━━━ Entries provided ━━━

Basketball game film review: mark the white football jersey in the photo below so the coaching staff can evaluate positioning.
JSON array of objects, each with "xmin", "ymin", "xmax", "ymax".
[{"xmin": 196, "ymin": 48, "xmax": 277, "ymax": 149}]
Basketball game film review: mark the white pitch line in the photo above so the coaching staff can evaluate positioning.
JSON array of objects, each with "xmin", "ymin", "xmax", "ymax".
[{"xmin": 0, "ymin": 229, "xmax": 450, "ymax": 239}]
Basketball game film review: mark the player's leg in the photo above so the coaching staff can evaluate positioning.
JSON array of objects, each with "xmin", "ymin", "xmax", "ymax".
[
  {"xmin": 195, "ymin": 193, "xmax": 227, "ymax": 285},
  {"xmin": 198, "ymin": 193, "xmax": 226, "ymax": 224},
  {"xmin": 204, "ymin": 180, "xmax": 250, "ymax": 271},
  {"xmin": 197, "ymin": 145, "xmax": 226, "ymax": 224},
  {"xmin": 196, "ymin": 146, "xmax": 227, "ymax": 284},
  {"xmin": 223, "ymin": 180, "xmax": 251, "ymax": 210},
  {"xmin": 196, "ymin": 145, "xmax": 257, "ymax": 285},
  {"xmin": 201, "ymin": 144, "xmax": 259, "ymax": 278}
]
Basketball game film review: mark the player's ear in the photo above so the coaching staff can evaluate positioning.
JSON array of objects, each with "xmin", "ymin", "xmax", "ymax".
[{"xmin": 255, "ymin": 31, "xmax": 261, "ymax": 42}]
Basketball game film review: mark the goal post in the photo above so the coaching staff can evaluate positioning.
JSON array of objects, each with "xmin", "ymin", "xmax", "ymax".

━━━

● Exercise instructions
Your task is to restate every record exactly.

● Reply to the exercise
Basketball game film review: mark the white football jersey in the photo below so the coaching staff can evaluate positioning.
JSON array of objects, each with "xmin", "ymin", "xmax", "ymax".
[{"xmin": 196, "ymin": 48, "xmax": 277, "ymax": 149}]
Basketball game film review: mark the white pitch line in the photo above so the coaching staff can evaluate positioning.
JSON array of objects, each with "xmin", "ymin", "xmax", "ymax".
[{"xmin": 0, "ymin": 229, "xmax": 450, "ymax": 239}]
Basketball game film review: mark the player's leg in the photo above so the coaching staff can evaluate positioning.
JSON array of objects, each with "xmin", "ymin", "xmax", "ymax".
[
  {"xmin": 195, "ymin": 193, "xmax": 227, "ymax": 285},
  {"xmin": 198, "ymin": 193, "xmax": 226, "ymax": 224},
  {"xmin": 204, "ymin": 180, "xmax": 250, "ymax": 271},
  {"xmin": 197, "ymin": 145, "xmax": 226, "ymax": 224},
  {"xmin": 196, "ymin": 146, "xmax": 227, "ymax": 284},
  {"xmin": 223, "ymin": 180, "xmax": 251, "ymax": 210},
  {"xmin": 196, "ymin": 145, "xmax": 257, "ymax": 285},
  {"xmin": 201, "ymin": 144, "xmax": 259, "ymax": 278}
]
Basketball game film review: mark the player's ear in the photo above so the coaching staff can evaluate positioning.
JSON array of objects, each with "xmin", "ymin", "xmax", "ymax".
[{"xmin": 255, "ymin": 31, "xmax": 261, "ymax": 42}]
Basketball game film review: mark the goal post in the photo above so the coaching staff can evaluate positioning.
JSON array of objects, each with "xmin", "ymin", "xmax", "ymax".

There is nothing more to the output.